== PROBLEM ==
Do not carry the pictures over; copy every other part of the entries exactly.

# START OF GIVEN DATA

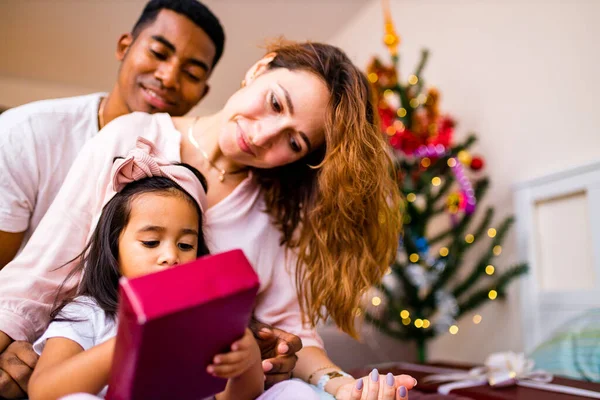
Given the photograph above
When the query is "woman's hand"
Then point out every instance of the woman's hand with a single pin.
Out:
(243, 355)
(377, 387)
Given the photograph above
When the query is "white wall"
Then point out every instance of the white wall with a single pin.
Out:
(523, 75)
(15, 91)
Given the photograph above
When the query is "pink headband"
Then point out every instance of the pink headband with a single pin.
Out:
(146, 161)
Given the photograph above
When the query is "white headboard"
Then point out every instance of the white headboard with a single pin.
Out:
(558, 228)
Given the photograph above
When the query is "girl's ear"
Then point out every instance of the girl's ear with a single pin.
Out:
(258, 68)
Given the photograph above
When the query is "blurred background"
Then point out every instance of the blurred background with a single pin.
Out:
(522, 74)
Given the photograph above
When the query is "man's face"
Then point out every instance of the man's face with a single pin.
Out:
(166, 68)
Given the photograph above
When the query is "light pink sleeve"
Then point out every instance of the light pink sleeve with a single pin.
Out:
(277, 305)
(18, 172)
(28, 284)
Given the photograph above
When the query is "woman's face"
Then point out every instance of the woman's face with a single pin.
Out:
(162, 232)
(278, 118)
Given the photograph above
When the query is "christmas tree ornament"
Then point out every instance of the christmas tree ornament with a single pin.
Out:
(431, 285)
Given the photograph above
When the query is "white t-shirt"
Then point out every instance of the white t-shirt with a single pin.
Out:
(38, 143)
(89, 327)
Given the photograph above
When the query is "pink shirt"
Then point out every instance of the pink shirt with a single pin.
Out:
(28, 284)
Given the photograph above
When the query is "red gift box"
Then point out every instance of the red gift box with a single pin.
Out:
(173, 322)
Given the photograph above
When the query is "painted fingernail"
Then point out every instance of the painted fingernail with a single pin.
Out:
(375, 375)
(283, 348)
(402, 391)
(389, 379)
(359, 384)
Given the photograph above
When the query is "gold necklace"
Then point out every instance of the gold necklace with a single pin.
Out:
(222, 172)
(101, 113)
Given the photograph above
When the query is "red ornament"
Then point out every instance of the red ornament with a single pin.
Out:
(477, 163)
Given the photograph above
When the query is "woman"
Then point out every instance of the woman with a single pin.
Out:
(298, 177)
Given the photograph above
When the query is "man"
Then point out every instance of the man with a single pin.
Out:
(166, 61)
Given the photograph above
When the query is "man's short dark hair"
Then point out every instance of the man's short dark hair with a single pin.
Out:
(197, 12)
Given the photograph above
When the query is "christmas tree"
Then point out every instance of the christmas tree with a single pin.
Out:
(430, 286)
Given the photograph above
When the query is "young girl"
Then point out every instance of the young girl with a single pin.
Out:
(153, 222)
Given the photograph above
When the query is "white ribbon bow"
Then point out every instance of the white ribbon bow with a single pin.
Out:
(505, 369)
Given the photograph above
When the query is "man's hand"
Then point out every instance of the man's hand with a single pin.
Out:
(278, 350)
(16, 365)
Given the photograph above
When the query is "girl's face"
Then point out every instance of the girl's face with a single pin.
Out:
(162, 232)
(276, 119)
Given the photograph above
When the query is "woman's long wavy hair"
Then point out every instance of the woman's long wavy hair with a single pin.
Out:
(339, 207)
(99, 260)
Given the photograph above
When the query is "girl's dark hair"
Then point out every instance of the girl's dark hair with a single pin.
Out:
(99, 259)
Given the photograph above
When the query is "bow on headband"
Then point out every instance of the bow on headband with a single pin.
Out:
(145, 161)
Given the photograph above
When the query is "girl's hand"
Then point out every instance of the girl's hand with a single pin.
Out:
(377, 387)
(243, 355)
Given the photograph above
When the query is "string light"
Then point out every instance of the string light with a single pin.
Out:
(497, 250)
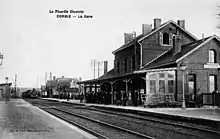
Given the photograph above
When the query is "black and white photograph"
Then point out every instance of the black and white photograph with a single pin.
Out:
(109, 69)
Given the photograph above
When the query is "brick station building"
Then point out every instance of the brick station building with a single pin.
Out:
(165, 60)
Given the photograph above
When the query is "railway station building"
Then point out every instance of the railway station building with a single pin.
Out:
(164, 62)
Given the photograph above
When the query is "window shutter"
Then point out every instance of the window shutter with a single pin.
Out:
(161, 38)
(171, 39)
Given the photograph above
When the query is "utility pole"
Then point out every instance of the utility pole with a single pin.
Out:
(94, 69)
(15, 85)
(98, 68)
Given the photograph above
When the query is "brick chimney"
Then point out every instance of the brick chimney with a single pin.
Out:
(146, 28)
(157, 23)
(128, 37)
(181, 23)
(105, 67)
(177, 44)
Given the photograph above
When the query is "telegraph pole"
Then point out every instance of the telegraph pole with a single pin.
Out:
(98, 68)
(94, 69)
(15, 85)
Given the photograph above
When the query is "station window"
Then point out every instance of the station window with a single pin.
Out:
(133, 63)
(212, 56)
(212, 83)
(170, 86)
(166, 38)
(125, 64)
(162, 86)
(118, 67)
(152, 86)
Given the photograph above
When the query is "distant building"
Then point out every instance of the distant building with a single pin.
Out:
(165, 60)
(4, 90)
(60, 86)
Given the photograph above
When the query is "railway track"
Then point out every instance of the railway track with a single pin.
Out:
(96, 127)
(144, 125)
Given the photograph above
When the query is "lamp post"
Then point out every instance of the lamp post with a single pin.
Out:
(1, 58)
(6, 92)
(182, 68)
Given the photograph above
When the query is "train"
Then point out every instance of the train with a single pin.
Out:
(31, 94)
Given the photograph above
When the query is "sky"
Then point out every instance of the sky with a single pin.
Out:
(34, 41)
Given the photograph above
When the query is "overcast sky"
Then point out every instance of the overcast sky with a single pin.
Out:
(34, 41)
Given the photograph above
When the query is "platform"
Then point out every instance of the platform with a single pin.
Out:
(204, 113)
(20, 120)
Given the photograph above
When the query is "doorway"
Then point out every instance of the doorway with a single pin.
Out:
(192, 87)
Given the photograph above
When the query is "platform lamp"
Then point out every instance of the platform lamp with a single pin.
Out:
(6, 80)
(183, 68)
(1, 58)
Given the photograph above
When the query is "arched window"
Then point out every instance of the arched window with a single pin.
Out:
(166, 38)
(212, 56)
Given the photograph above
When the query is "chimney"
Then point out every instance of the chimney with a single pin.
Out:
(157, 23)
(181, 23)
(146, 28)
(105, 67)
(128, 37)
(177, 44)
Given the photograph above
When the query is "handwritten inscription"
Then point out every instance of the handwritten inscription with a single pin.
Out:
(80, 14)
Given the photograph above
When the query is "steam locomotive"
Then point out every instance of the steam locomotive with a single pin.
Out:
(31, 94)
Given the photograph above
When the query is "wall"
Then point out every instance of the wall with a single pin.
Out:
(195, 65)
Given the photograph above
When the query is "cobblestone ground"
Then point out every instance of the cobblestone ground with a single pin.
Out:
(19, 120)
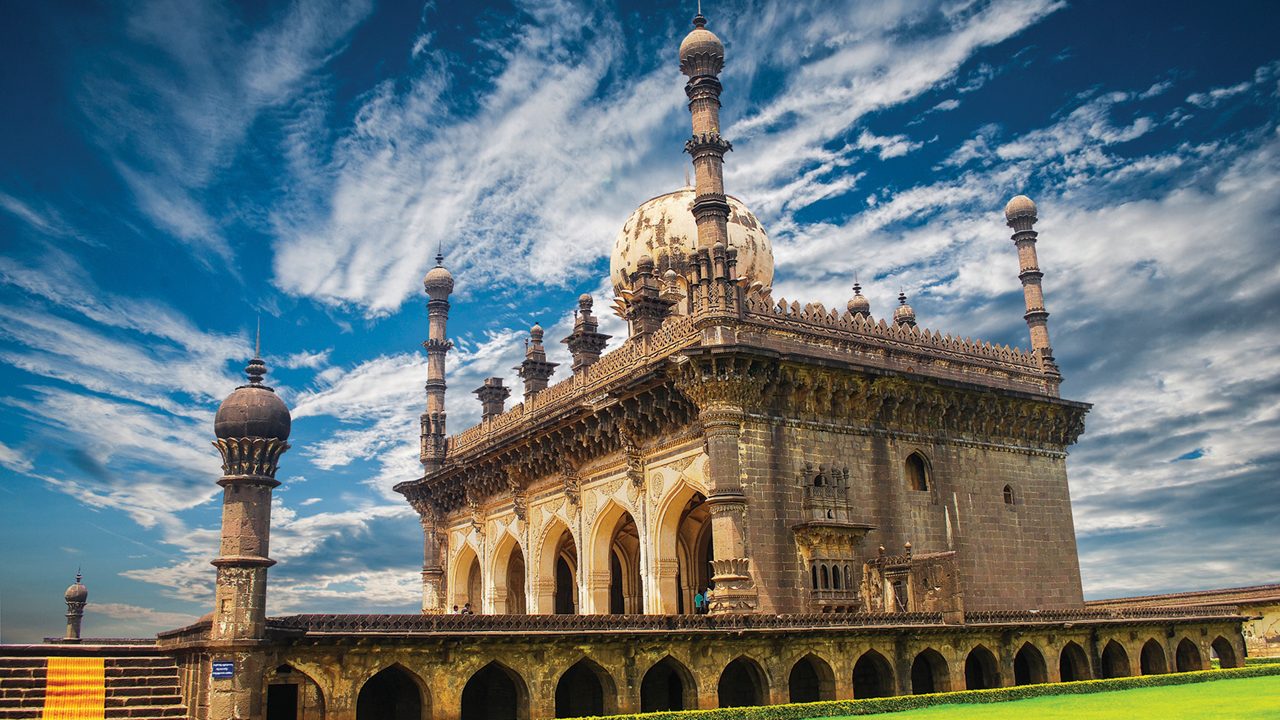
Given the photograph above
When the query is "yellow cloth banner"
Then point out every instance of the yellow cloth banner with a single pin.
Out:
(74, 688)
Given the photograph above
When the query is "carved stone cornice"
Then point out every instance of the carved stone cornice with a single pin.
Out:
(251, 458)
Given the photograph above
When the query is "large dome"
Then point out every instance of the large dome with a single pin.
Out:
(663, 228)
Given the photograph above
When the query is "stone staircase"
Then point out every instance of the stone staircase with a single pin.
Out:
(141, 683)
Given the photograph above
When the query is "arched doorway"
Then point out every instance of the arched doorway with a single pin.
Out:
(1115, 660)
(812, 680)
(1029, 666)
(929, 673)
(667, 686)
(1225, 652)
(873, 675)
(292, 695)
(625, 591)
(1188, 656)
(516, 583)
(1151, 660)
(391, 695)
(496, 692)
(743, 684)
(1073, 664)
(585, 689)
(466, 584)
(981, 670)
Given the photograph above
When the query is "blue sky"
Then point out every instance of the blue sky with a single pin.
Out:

# END OF GIVEN DATA

== ANSWER TO THIS TASK ==
Given the photograph above
When the query is "woman's hand"
Then point out every instance of the woman's hand with a single pin.
Out:
(243, 355)
(377, 387)
Given the photograph above
When the query is "white wall"
Then point out every instance of the white wall with a single pin.
Out:
(523, 75)
(15, 91)
Given the photograph above
When the query is "pink headband"
Then point out every instance of the pink headband with a single pin.
Out:
(146, 161)
Given the photograph above
When the query is "white headboard"
Then point out every instance of the white headboard with a single pin.
Out:
(558, 228)
Given the photograph above
When the query is "girl's ear"
Then point out every instance of the girl's ear with a single pin.
Out:
(258, 68)
Given the photograph above
When the query is "blurred background"
Then point out every instance of the blurred background with a single pin.
Out:
(522, 74)
Given the photograph above
When the query is "man's face"
Then point out every instance of the man's face with a single pin.
Out:
(166, 68)
Given the photograph above
When the query is "light pink sleeve"
Then point out every instance of the light pink sleeve with a single pin.
Out:
(277, 305)
(18, 172)
(28, 284)
Given the photograph above
When the query is "woman's face"
Then point out every instance of the woman's face with a single pin.
Out:
(162, 232)
(278, 118)
Given the photograph above
When the query is "christmas tree ornament"
Then point out every instance of the christmas tree ornament with a single pin.
Out:
(431, 285)
Given the photograph above
When the query is "white t-shirt"
Then point out every instance of the white t-shirt with a single pin.
Out:
(38, 143)
(89, 327)
Given the photograph above
When the query is "pink shirt"
Then point out every instance of the pink shirt with a single pin.
Out:
(28, 284)
Given the photograph above
When the query is "red gift box"
Then point out every instance of the red gift box with a single pin.
Out:
(173, 322)
Given the photograph above
When the query is "painted fingernail"
Then point out every instance of the painted fingernail with a single pin.
Out:
(375, 375)
(283, 348)
(402, 391)
(389, 379)
(359, 384)
Given the photograph above
When the query is "gold necklace"
Then point out every instance of the gold necklace with a single pin.
Out:
(222, 172)
(101, 113)
Given the photograph above
When the query is "red ornament"
Then point out every instance of the red ornament with a single pin.
Out:
(477, 163)
Given the photograph above
When the query is "woman"
Then point out every instance of the woman with a single pin.
Out:
(298, 177)
Given the photograph above
When the query is "man"
Then point out every instance of the man with a single pin.
Out:
(166, 61)
Given the photograph above
When the query is "man's short dark hair"
Then point out every instance of the man's short dark hair with a single pin.
Out:
(197, 12)
Given the photograph above
When the query is "christmas tree"
Then point out every instance of the christmas tree with a single pin.
Out:
(430, 286)
Given the photograph above
When the query is "young girl"
Then point out every instance of the young girl with a single pin.
Out:
(153, 222)
Given the photograph above
When the query is "white ribbon bow"
Then point out every instance of the white ribbon bow with a single pin.
Out:
(505, 369)
Given the photograph above
When the query is "man's hand"
Then point out every instance of the man's hand with a single pin.
Out:
(278, 350)
(16, 365)
Given the photograph above
When the query is "girl's face"
Then point out every instance of the girl's face with a single pin.
Out:
(162, 232)
(276, 119)
Given the photograph above
When the query is "woman's long wavy hair"
Then point out every instance of the woman's long wavy hair with a single pin.
Out:
(339, 207)
(99, 260)
Given the photograph above
When the query is "girl's dark hair"
Then point out every instance of the girl's dark hair with a single pin.
Out:
(99, 259)
Given the photograph above
When the query is "bow on headband"
Then point out every instance of the bow on headband with a single pin.
Out:
(145, 161)
Given the photograph above
When the query is "girl's hand"
Then point out every instance of the girl's hand with a single pin.
Out:
(377, 387)
(243, 355)
Given the photograph above
When the query is "string light"
Then point out every instance of the string light with a single pin.
Out:
(497, 250)
Given the photograph above
When the query is "black and white photograph"
Then point out every instance of the black and white photograph with a single pin.
Out:
(109, 69)
Given the photograph above
When the query is "brick station building"
Then point out every instance of the brick station building with a single pin.
Out:
(165, 60)
Given the photograph above
When the query is "railway station building"
Then point out every instance of the railway station building with a single pin.
Out:
(164, 62)
Given the photograph above
When the query is "window shutter"
Then point out every instance of the window shutter with a single pin.
Out:
(161, 38)
(171, 39)
Given the photograph above
When the query is "utility pole"
Then point out every instance of the utility pole with a single pin.
Out:
(94, 69)
(15, 85)
(98, 68)
Given the photograph above
When the query is "brick chimney"
Then point out every instance of the brick chimney with a single pin.
Out:
(146, 28)
(157, 23)
(128, 37)
(181, 23)
(105, 67)
(177, 44)
Given the photograph above
When the query is "telegraph pole"
Then point out every instance of the telegraph pole with a single pin.
Out:
(98, 68)
(94, 69)
(15, 85)
Given the photograph above
When the query is "station window"
Then point out every instance of the station window with a single pin.
Out:
(133, 63)
(212, 56)
(212, 83)
(170, 86)
(166, 38)
(125, 64)
(162, 86)
(118, 67)
(152, 86)
Given the photograph above
When the query is "distant building"
Then point out every instance of the distant building with a single pin.
Out:
(165, 60)
(4, 90)
(60, 86)
Given the photograph above
When the query is "railway track"
Then point out every instance of the railway track with a single pin.
Out:
(96, 127)
(144, 125)
Given the photograph above
When the query is "lamp post"
Then point out every instance of the lamp post with a single pin.
Out:
(1, 58)
(6, 92)
(182, 68)
Given the photograph above
When the query is "train"
Then point out every instance of the train with a single pin.
Out:
(31, 94)
Given the photograph above
When the query is "sky"
Then point out every instance of the sky with a single pin.
Out:
(34, 41)
Given the photograph above
When the query is "overcast sky"
Then point out every instance of the overcast sky with a single pin.
Out:
(34, 41)
Given the photograph above
When the query is "platform"
Then point out every instance of the platform with a single pin.
Out:
(204, 113)
(20, 120)
Given the photograph above
When the query is "doorway"
Then point out every instance of the doorway with a single pin.
Out:
(192, 87)
Given the photograph above
When the query is "platform lamp"
Then point out every instance of the platform lamp with a single pin.
Out:
(6, 80)
(183, 68)
(1, 58)
Given the photograph above
When the query is "arched window"
Then point out every instance of the arched window with a single pin.
Out:
(166, 38)
(212, 56)
Given the photograph above
When the query is "chimney"
Then point out every instance of the chimney with a single pin.
Out:
(157, 23)
(181, 23)
(146, 28)
(105, 67)
(128, 37)
(177, 44)
Given the photograph above
When the query is "handwritten inscription"
Then point out every instance of the handwritten inscription with a single pin.
Out:
(80, 14)
Given the photograph above
When the query is "steam locomotive"
Then point out every instance of the steam locomotive with a single pin.
Out:
(31, 94)
Given the photograph above
When the query is "wall"
Then point out every instance of the wall with a single pin.
Out:
(195, 65)
Given the photograph above
When the query is "cobblestone ground"
Then point out every instance of the cobblestone ground with a single pin.
Out:
(19, 120)
Given the photograph above
When the query is "yellow cloth banner"
Then point out every instance of the yellow cloth banner with a single pin.
Out:
(74, 688)
Given the photograph above
When the query is "carved stone cornice"
Then point out every instance of the carved stone cornice with a single pin.
Out:
(251, 458)
Given the photograph above
When the query is "large dome"
Then point out every instance of the large dome with a single pin.
Out:
(663, 228)
Given the photograph above
When the query is "stone staircase"
Then point out every instance of the stone staircase with a single pin.
Out:
(141, 683)
Given the photograph above
When the query is "arched doorway"
Then point out every instance of the arched doorway with a single pin.
Out:
(1115, 660)
(812, 680)
(1029, 666)
(929, 673)
(667, 686)
(1225, 652)
(873, 675)
(292, 695)
(625, 591)
(1188, 656)
(516, 583)
(1151, 660)
(391, 695)
(496, 692)
(743, 684)
(1073, 664)
(585, 689)
(466, 584)
(981, 670)
Given the photograph above
When the query is "blue sky"
Then point out every instance of the blue sky with a single pin.
Out:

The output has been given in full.